As you might've noticed by now awk is line oriented. It will process each line at a time and thus we can do different processes on each line. 

The basic idea for an awk instruction is that an `instruction` is followed by an `{action}`:

> ``awk '$2 > 1 {print $0}' cols.txt`` <br>
> awk *__If__ the second column is larger than 1, __then__ {print the whole line}* 

Sometimes the instruction can be omitted (but not the action), in this case the default's action of awk is just to read every line.

Multiple actions within a block can be separated by a semicolon (;)

> ``awk 'instruction {action1;action2}'``


`awk` also has two important block of instructions (but that can be also omitted): BEGIN and END.

#### BEGIN

It specifies an instruction and action to be performed BEFORE the start of the program (ie, before reading the lines). This can be useful to start variables or print something.

Actions to take:
(1) Please reproduce the awk passage word for word, starting with "It specifies an" and going on through "or print something.".
(2) Carry on writing the awk passage from its last sentence.

Dataset extract:
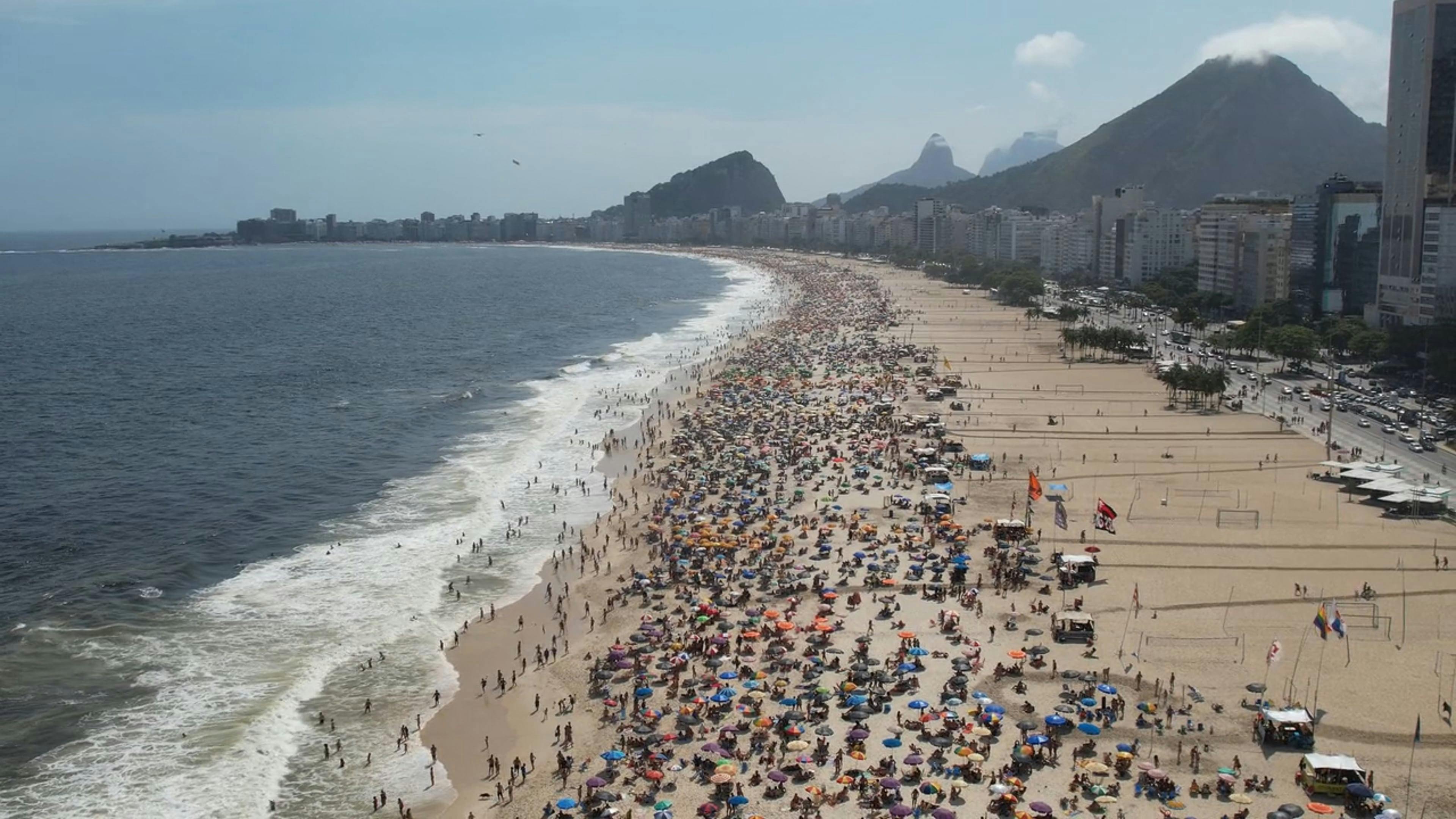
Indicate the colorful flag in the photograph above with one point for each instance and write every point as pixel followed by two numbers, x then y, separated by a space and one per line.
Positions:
pixel 1274 653
pixel 1104 518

Expected answers:
(1)
It specifies an instruction and action to be performed BEFORE the start of the program (ie, before reading the lines). This can be useful to start variables or print something.

(2)
The basic format for this block has to be specified using "BEGIN" then the action (in this case BEGIN is the instruction):

> ``awk 'BEGIN {a=0} {a+=1; print a}' cols.txt`` <br>
> *Start with a=0. For each line in cols.txt increase the value of a by 1 and print it.*

#### END

Specifies the actions AFTER the program has run (ie after the lines have been read). For example to avoid printing each time a line is read, we can print a single output by the end.

> ``awk 'BEGIN {a=0} {a+=1} END {print a}' cols.txt`` <br>
> *Start with a=0. For each line in cols.txt increase the value of a by 1. After reading each line print the final value of a.*

In principle we can run awk with only one block of instructions (either BEGIN, END or the unnamed instruction that is executed on each line).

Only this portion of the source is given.